» Required task:
Count the lines in the material below that contain the word "chair". Reply with the number alone.

-- begin Source material --

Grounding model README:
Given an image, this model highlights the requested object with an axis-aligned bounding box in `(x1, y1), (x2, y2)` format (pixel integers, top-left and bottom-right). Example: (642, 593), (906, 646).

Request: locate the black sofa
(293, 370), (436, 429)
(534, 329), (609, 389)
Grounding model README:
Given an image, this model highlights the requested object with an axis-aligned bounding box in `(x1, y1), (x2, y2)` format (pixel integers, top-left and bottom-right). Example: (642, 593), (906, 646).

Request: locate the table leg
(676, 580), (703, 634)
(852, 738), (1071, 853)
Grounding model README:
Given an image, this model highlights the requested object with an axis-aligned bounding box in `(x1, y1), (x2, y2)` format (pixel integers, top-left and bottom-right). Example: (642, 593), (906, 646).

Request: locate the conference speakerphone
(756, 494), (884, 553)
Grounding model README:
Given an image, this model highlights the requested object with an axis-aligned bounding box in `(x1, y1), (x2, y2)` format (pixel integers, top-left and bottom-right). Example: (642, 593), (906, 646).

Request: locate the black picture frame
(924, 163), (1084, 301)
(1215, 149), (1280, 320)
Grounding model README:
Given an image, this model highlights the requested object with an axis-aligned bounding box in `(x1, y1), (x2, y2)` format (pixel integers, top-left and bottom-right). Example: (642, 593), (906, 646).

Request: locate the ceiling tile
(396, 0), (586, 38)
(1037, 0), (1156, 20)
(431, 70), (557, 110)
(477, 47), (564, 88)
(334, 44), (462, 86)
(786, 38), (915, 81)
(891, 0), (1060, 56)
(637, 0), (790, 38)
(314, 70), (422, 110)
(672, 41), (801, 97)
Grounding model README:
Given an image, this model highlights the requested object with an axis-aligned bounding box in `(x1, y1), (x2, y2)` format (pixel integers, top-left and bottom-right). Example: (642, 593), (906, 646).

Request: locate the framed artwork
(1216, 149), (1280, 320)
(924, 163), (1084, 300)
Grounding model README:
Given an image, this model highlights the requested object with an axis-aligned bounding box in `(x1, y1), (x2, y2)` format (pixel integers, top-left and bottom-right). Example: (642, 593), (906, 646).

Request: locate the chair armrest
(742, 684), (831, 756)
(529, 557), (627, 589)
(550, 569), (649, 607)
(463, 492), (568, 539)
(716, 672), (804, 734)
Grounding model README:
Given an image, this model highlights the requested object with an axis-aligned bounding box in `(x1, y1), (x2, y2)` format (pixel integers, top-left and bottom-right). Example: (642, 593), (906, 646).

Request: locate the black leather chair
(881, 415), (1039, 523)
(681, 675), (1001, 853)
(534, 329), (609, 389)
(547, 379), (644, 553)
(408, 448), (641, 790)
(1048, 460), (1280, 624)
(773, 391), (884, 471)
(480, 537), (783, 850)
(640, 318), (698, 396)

-- end Source material --
-- begin Source material --

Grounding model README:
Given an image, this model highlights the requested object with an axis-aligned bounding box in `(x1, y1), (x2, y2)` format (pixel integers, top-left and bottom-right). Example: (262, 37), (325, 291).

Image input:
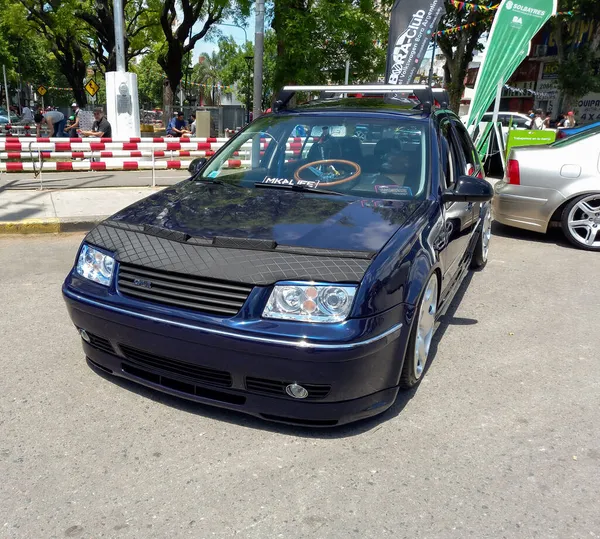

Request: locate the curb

-- end Source material --
-- begin Source material --

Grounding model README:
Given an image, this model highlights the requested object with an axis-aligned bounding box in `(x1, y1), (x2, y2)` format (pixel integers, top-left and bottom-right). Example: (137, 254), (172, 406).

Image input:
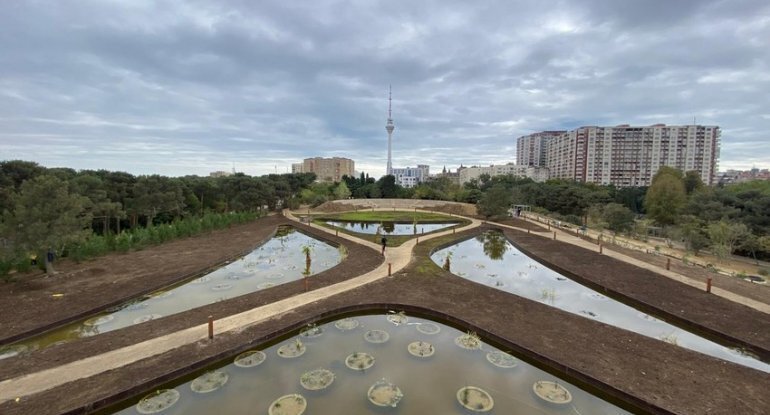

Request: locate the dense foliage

-- end Source material --

» Solved problem:
2